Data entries
** Start **

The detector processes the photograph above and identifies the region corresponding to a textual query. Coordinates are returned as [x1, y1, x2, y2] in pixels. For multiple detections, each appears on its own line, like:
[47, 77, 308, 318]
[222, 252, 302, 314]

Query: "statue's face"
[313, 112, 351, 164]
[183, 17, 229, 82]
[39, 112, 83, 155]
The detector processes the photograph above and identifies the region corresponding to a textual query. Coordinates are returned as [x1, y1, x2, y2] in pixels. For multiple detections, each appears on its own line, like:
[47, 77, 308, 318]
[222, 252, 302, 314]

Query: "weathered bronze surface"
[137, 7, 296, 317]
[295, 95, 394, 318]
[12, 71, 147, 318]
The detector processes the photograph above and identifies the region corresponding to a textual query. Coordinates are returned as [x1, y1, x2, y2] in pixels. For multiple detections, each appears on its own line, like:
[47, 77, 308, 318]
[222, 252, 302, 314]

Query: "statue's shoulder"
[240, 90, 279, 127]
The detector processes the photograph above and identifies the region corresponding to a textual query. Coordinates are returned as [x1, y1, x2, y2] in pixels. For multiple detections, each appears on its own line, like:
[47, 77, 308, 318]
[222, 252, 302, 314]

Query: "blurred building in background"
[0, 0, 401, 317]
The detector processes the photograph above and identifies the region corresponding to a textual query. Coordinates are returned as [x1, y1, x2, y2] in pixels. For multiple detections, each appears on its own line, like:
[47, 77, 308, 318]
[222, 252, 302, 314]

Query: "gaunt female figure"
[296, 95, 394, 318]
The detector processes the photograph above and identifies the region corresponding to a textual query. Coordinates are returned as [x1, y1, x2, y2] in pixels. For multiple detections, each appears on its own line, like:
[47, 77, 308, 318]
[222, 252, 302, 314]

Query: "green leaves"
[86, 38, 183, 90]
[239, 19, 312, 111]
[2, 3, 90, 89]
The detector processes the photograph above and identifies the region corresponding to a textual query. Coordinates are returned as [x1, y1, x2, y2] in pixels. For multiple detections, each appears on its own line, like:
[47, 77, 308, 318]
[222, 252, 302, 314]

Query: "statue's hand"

** End **

STATED PROBLEM: Update these lines by replacing each "detector" with "locator" and leaving everything else as it is.

REPLY:
The locator processes the photograph above and identifies the region corresponding to a textual query. Coordinates are returned as [x1, y1, x2, y2] in pixels. For multiple detections, each appears on its own line, like:
[47, 77, 308, 318]
[222, 252, 302, 314]

Query: "statue's face"
[313, 112, 351, 164]
[183, 17, 229, 82]
[39, 112, 83, 155]
The locator processes the photograph above and identifies the region corresponding to a textual query. Coordinates are returned as [x1, y1, x2, y2] in pixels. For multiple detections, each appears on its own line, like:
[47, 77, 308, 318]
[222, 252, 302, 314]

Query: "weathered bronze surface"
[137, 7, 296, 317]
[295, 95, 394, 318]
[12, 71, 147, 318]
The locator processes the photograph above and identifies the region corresponding to a textual query. Coordinates are returned as [x1, y1, x2, y2] in pixels. For multiple detections, each appears on its own line, like:
[47, 77, 308, 318]
[222, 252, 302, 314]

Query: "statue's shoulder"
[240, 90, 279, 127]
The locator processes the photograph above and identifies the region corresponding to a textual query. Coordinates are returned as [x1, y1, x2, y2] in pixels. For multiple detections, each appears on its own line, like:
[47, 77, 308, 318]
[222, 252, 302, 314]

Query: "blurred building in background"
[0, 0, 401, 317]
The locator processes the photograph above and identifies the region corresponding to a textual query. Coordinates are returned as [x1, y1, x2, y2] in pixels. For multiple detections, each appears on its own line, like:
[47, 77, 308, 318]
[222, 252, 302, 314]

Query: "gaunt female figure"
[296, 95, 394, 318]
The locator processes the photograph above and identifies the region corresponding to a textual query. Coordinates are returned as [x1, y1, x2, y2] in pixels. For multiple detections, each appears on its own line, like:
[47, 77, 308, 318]
[222, 252, 302, 314]

Query: "green leaves"
[86, 38, 183, 90]
[239, 19, 312, 111]
[2, 3, 90, 89]
The locator processes the photograph above and identifies the region corresponding to a textual query. Coordinates are returned as [x1, y1, x2, y2] in pixels. For multiple detections, each appears on its own line, like:
[47, 77, 308, 318]
[222, 252, 302, 314]

Query: "statue's hand"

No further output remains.